任务要求 1:
把关于金寨红色历史的文本中从“今年4月24日,习近平总书记”一直到“力可挖,有着很多的工作要做。”的文字原样照抄下来。
任务要求 2:
根据关于金寨红色历史的文本，习近平总书记是在哪一天视察金寨的？
任务要求 3:
判断下列说法是否与关于金寨红色历史的文本相符，逐条回答“是”或“否”，并引用文中起决定作用的原话：(a) 红25军直接诞生于金寨；(b) 金寨县是全国第一将军县；(c) 全国共有5支长征队伍。

文本节选:
========================

【开头语】今年是中国工农红军长征胜利80周年。在全国4支长征队伍中(中央红军、红25军、红四方面军、红二和红六军团),有2支队伍与我们安徽金寨密不可分,一支是红四方面军、主要发源于金寨,一支是红25军、直接诞生于金寨。
金寨县是中国革命的重要策源地、人民军队的重要发源地,是中国工农红军第一县、全国第二将军县,是红四方面军的主要诞生地、鄂豫皖革命根据地的核心区。
今年4月24日,习近平总书记视察金寨时,深情感慨地说,“一寸山河一寸血,一抔热土一抔魂。回想过去的烽火岁月,金寨人民以大无畏的牺牲精神,为中国革命事业建立了彪炳史册的功勋。”
金寨,红色历史源远流长,红色文化丰富多彩,红色资源积淀厚重,红色基因灿烂辉煌。研究红色历史、开发红色资源、做大红色品牌、传承红色基因,有着巨大的潜力可挖,有着很多的工作要做。

========================

所给资料:
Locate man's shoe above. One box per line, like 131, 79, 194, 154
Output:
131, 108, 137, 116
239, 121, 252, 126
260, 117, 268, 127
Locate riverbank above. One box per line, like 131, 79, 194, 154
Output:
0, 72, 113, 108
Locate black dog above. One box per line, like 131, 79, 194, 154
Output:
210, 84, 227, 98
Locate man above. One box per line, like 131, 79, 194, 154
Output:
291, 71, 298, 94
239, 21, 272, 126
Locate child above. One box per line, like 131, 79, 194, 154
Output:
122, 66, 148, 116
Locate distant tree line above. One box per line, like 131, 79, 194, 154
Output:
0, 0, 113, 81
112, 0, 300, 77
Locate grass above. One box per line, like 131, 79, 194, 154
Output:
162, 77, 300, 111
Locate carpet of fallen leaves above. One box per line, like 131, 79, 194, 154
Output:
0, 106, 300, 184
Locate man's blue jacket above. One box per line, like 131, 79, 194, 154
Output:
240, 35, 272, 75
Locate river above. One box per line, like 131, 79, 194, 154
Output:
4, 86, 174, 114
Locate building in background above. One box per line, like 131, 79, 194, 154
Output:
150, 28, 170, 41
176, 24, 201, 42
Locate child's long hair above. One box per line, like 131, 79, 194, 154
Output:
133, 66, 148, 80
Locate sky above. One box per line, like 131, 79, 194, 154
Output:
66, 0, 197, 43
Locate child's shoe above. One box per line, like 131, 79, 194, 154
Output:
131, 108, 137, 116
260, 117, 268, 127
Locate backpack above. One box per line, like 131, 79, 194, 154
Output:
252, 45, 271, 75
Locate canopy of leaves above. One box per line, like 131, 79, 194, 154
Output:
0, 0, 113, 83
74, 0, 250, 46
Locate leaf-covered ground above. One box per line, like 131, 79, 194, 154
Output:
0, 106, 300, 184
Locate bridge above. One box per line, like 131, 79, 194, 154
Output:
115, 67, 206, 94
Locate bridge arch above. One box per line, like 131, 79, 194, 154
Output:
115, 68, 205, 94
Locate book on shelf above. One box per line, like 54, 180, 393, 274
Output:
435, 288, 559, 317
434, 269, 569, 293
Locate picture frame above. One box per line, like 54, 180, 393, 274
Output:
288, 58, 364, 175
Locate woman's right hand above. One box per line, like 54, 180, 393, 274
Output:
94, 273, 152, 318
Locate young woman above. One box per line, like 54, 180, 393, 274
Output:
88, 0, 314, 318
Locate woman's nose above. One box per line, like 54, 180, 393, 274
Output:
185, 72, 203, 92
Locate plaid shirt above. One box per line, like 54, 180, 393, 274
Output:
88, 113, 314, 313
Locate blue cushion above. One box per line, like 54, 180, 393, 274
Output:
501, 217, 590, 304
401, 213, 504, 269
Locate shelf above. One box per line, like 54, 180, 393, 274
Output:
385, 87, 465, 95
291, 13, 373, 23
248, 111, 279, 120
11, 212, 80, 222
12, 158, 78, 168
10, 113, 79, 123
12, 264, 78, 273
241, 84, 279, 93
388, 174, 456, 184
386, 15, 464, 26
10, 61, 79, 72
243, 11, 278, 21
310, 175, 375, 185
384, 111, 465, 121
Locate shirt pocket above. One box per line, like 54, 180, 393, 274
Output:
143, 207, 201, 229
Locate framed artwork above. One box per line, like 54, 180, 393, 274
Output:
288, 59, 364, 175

========================

任务回答 1:
今年4月24日,习近平总书记视察金寨时,深情感慨地说,“一寸山河一寸血,一抔热土一抔魂。回想过去的烽火岁月,金寨人民以大无畏的牺牲精神,为中国革命事业建立了彪炳史册的功勋。”
金寨,红色历史源远流长,红色文化丰富多彩,红色资源积淀厚重,红色基因灿烂辉煌。研究红色历史、开发红色资源、做大红色品牌、传承红色基因,有着巨大的潜力可挖,有着很多的工作要做。

任务回答 2:
今年4月24日。

任务回答 3:
(a) 是。“一支是红25军、直接诞生于金寨”
(b) 否。“全国第二将军县”
(c) 否。“在全国4支长征队伍中”